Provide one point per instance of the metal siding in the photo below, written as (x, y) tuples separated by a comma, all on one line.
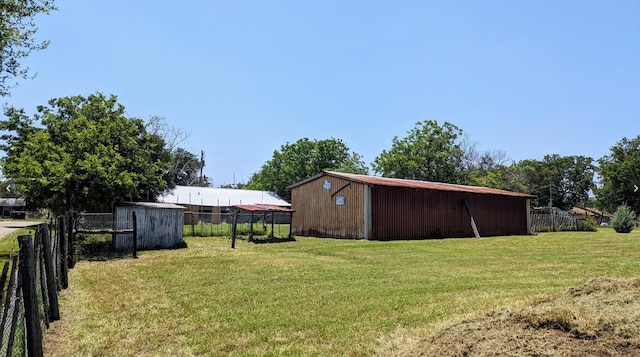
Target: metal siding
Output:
[(317, 214), (399, 212), (157, 227)]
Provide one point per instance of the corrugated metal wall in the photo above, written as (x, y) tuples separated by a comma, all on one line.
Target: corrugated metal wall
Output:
[(399, 212), (157, 227), (328, 207)]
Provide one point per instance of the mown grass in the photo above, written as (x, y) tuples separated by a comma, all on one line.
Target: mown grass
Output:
[(321, 297)]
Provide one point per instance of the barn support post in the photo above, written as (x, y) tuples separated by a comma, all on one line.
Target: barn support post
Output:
[(473, 222), (135, 234), (273, 223), (290, 225), (251, 228), (233, 228), (33, 330)]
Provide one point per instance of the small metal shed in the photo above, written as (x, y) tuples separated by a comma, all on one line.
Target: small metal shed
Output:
[(159, 225)]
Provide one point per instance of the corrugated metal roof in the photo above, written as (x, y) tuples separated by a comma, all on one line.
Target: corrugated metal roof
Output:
[(221, 197), (263, 208), (12, 202), (439, 186)]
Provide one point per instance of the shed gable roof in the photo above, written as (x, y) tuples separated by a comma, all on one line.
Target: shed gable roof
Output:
[(210, 196), (393, 182)]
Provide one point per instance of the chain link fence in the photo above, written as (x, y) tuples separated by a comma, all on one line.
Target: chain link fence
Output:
[(201, 224)]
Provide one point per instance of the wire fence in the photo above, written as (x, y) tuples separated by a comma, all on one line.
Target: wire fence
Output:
[(272, 224), (545, 221), (31, 282)]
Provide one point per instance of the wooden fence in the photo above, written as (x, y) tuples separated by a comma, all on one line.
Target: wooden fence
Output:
[(31, 284)]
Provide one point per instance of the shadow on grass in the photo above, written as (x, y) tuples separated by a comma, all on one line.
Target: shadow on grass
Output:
[(260, 240)]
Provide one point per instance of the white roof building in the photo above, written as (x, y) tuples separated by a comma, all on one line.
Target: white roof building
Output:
[(221, 197)]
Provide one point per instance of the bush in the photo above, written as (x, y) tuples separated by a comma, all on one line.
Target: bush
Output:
[(623, 220), (589, 224)]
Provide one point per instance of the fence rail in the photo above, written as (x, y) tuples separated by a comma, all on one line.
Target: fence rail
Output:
[(207, 224)]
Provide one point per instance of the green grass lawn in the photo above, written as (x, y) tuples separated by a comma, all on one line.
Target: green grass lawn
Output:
[(314, 296)]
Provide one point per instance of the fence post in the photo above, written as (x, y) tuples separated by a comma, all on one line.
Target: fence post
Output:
[(135, 234), (233, 229), (33, 329), (11, 304), (69, 253), (52, 286), (62, 234)]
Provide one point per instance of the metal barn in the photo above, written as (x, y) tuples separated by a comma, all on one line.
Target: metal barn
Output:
[(159, 225), (340, 205)]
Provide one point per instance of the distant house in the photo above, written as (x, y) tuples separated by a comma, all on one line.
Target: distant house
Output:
[(12, 207), (599, 216), (214, 204), (340, 205)]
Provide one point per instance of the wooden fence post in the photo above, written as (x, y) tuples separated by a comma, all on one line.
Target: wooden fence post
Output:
[(62, 234), (233, 229), (52, 286), (33, 329), (70, 233), (135, 234)]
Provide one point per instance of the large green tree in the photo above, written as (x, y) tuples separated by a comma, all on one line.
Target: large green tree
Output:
[(79, 151), (17, 37), (618, 172), (429, 152), (303, 159), (557, 181)]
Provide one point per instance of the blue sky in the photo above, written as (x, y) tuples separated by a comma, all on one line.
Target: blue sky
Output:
[(529, 78)]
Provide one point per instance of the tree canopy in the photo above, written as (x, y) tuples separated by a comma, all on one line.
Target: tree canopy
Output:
[(618, 172), (186, 168), (17, 37), (82, 151), (303, 159), (429, 152)]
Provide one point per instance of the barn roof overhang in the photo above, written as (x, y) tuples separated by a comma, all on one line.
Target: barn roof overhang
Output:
[(427, 185), (261, 208)]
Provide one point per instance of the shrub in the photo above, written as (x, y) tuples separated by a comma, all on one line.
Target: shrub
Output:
[(623, 220), (589, 224)]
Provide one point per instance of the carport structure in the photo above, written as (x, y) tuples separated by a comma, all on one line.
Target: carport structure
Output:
[(256, 209)]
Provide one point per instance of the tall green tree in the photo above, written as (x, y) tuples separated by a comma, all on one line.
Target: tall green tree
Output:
[(17, 37), (303, 159), (186, 168), (558, 181), (618, 172), (82, 151), (429, 152)]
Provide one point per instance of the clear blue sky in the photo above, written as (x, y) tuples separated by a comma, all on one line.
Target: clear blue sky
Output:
[(529, 77)]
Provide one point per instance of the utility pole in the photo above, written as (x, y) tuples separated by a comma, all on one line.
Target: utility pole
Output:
[(201, 165)]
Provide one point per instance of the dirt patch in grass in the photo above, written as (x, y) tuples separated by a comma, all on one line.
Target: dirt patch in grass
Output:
[(601, 318)]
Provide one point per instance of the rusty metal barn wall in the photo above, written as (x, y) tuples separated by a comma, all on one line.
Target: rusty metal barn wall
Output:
[(318, 214), (413, 213), (157, 228)]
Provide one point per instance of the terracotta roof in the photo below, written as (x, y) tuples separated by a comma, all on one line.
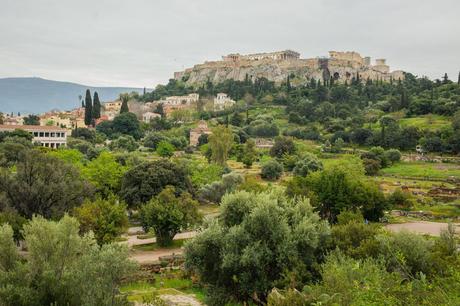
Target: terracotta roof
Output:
[(31, 128)]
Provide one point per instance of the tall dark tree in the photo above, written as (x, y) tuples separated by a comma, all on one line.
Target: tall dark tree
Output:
[(88, 108), (96, 106), (124, 103), (445, 79)]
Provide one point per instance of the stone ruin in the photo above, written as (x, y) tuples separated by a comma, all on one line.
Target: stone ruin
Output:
[(277, 66)]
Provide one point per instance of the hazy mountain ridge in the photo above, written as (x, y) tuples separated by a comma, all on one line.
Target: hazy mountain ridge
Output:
[(37, 95)]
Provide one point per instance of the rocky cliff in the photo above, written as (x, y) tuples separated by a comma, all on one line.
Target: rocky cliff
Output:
[(340, 68)]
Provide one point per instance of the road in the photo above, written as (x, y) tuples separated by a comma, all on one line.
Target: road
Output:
[(422, 227)]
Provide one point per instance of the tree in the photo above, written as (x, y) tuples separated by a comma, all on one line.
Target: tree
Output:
[(106, 218), (271, 170), (88, 108), (340, 188), (96, 106), (126, 124), (168, 214), (249, 153), (309, 163), (43, 185), (213, 192), (124, 103), (282, 146), (260, 240), (124, 143), (104, 173), (32, 120), (220, 142), (62, 267), (148, 179)]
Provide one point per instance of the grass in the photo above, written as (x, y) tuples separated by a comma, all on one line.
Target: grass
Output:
[(428, 122), (423, 170), (172, 284), (153, 246)]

WHAT NEEDS TO BE DONE: Update all of the entries above by changing "tuples" to "pairs" wherever it appears, keeping everything else the same. Omit the pictures.

RESPONSE:
Provide one point per instance of the metal siding in the photo below, written as (x, y) pairs separated by a comma, all on one line.
Target: metal siding
Output:
[(317, 214), (399, 212), (157, 227)]
Provide one point per instance of the corrugated metal wall in the photo above, written as (x, y) pairs separated by a comma, all on one line.
Target: corrugated metal wall
Output:
[(399, 212), (157, 227), (328, 207)]
Provide one point per instance of the mown grass in the photo above, written as (x, y) pairs separated by a comma, all on one line.
Target: mown grass
Output:
[(321, 297)]
Provide one point per instance of the barn support post in the photo above, written as (x, y) pairs separated by a comma, all on one line.
Target: barn support post
Output:
[(473, 222), (135, 234), (273, 223), (290, 225), (251, 228), (233, 228), (33, 330)]
Provide one point per instance of the small metal shed in the photo above, written as (x, y) pairs separated by a comma, all on one line.
Target: small metal shed
Output:
[(159, 225)]
Provide one point per instance of the corrugated metal roof in the photo above, written as (x, y) pairs separated by a comma, all on one line.
Target: corrugated metal roof
Output:
[(221, 197), (263, 208), (12, 202), (439, 186)]
Provide one point per instance of the shed gable roof in the photo above, written as (x, y) pairs separated by a comma, all on one line.
Target: shed gable roof
Output:
[(210, 196), (393, 182)]
Provide one point per instance of the chain link fence in the photo above, written as (x, y) pairs separated by a comma, all on one line.
Target: chain link fence
Output:
[(201, 224)]
Provide one point per instance of the wire fence in the photo above, written as (x, y) pairs separated by a comma, all on one line.
Target: wire fence
Output:
[(272, 224), (545, 221), (31, 282)]
Provide one point per instance of the wooden fence in the photo above, written as (x, y) pairs separated by a comma, all on one line.
Target: wooden fence
Output:
[(31, 284)]
Provide one point per instance of the shadow on grass in the photo above, written as (x, y) pairs separated by a comma, all on one line.
Target: shadow on grass
Output:
[(260, 240)]
Provide one point per instance of the white roof building in the photo above, written as (x, y) pairs separated by a comma, all on one line.
Target: white roof building
Output:
[(221, 197)]
Provide one point per instance of the bush in the photo above, written as (x, y) pairs separated by a comma, all on one line.
Target: bush
Output:
[(623, 220), (589, 224)]
Provide one point per instance of the fence rail in the photo above, written as (x, y) pairs separated by a comma, all on one line.
Target: fence rail
Output:
[(207, 224)]
Provide one point per instance of the green grass lawn in the photo above, written as (x, y) pairs separated by a comma, all on one line.
Target: green grass lawn
Output:
[(314, 296)]
Provide one point per instance of the fence post in the photo above, written as (x, y) pairs separated by a comma, all on one line.
Target: fence post
Output:
[(135, 234), (233, 229), (33, 329), (11, 304), (69, 253), (52, 286), (62, 234)]
Provide one point per instance of the metal barn in the photo above, written as (x, y) pairs separated by a comma, all on one line.
Target: metal barn
Output:
[(159, 225), (340, 205)]
Provide one point per instance of the distant house in the photo above, written as (x, y) pairs separated by a comma, all on one line.
Target: distant house
Output:
[(12, 207), (599, 216), (214, 204), (340, 205)]
Provide one point per instance of the wooden fence post in the photo above, written as (x, y) pairs separated by a comma, all on one line.
Target: wooden fence post
Output:
[(62, 234), (233, 229), (52, 286), (33, 329), (70, 233), (135, 234)]
Provide one point per instance of the large green tree in the photo above, written as (x, y) pairs separated by a comma, all on one line.
Target: large green tree
Output:
[(79, 151), (17, 37), (618, 172), (429, 152), (303, 159), (557, 181)]
Provide one point per instance of the blue sky in the photo above, written as (x, y) pairs separated by a comma, all on one line.
Target: blue sky
Output:
[(529, 78)]
Provide one point per instance of the tree canopy in the photo above, written as (x, y) pairs separated by a comma, all on one line.
Target: tree canopy
Output:
[(618, 172), (186, 168), (17, 37), (82, 151), (303, 159), (429, 152)]
Provide one point per instance of the barn roof overhang in the photo above, written as (x, y) pairs separated by a comma, all on one line.
Target: barn roof overhang
Output:
[(427, 185), (261, 208)]
Provide one point per instance of the shrub in the photo above, written as (x, y) pairs separated by a comma, all on one line.
Target: shrub
Output:
[(623, 220), (589, 224)]
Provide one point per instance of the carport structure in the photo above, written as (x, y) pairs separated by a comma, all on one line.
Target: carport structure
Output:
[(256, 209)]
Provide one point per instance of the tall green tree in the photo above, written as (x, y) pairs separated by a comma, all on one line.
Target: tall green tree
Output:
[(17, 37), (303, 159), (186, 168), (558, 181), (618, 172), (82, 151), (429, 152)]
Provide one point per instance of the clear blue sky in the photo above, written as (x, y) pairs separated by a comma, all on one line.
Target: clear blue sky
Output:
[(529, 77)]
Provide one point per instance of the utility pole in the photo above, written as (x, y) pairs separated by a comma, all on one line.
Target: utility pole
Output:
[(201, 165)]
Provide one point per instance of the dirt patch in grass in the photo above, written as (x, y) pairs separated by a comma, all on one line.
Target: dirt patch in grass
Output:
[(601, 318)]
Provide one point per instance of the rusty metal barn wall in the photo above, written as (x, y) pairs separated by a comma, all on one line.
Target: rusty metal barn wall
Output:
[(318, 214), (413, 213), (157, 228)]
Provide one point per instance of the terracotta roof in the photo below, written as (x, y) pairs separated by a comma, all on one line.
Target: terracotta roof
Output:
[(31, 128)]
Provide one point per instance of the tall dark tree in the photo above, written as (x, y) pairs separated by a comma, all on one line.
Target: tall dark tree
Output:
[(88, 108), (96, 106), (124, 103), (445, 79)]
Provide one point per instance of the stone ruin in the photo above, written as (x, y) pairs separated by a comma, all on one line.
Target: stone ruin
Output:
[(277, 66)]
Provide one point per instance of the hazy mountain ridge in the photo above, written as (x, y) pairs separated by a comma, all on one line.
Target: hazy mountain ridge
Output:
[(37, 95)]
Provide one point per instance of the rocky cliff in the photo above, written as (x, y) pairs separated by a comma, all on one line.
Target: rocky cliff
Output:
[(340, 68)]
Provide one point per instance of the road in the photo above, written as (x, y) pairs separated by a comma, all on one line.
Target: road
Output:
[(422, 227)]
Provide one point per instance of the tree in the photo above, written as (x, y) pairs separated by a comma, all on one line.
Target: tree
Output:
[(106, 218), (271, 170), (88, 108), (340, 188), (96, 106), (126, 124), (168, 214), (249, 153), (309, 163), (43, 185), (213, 192), (124, 103), (282, 146), (260, 240), (124, 143), (104, 173), (32, 120), (220, 142), (62, 267), (148, 179)]
Provide one point per instance of the grass in the photo above, written as (x, y) pairs separated by a comma, all on one line.
Target: grass
Output:
[(428, 122), (423, 170), (172, 284), (153, 246)]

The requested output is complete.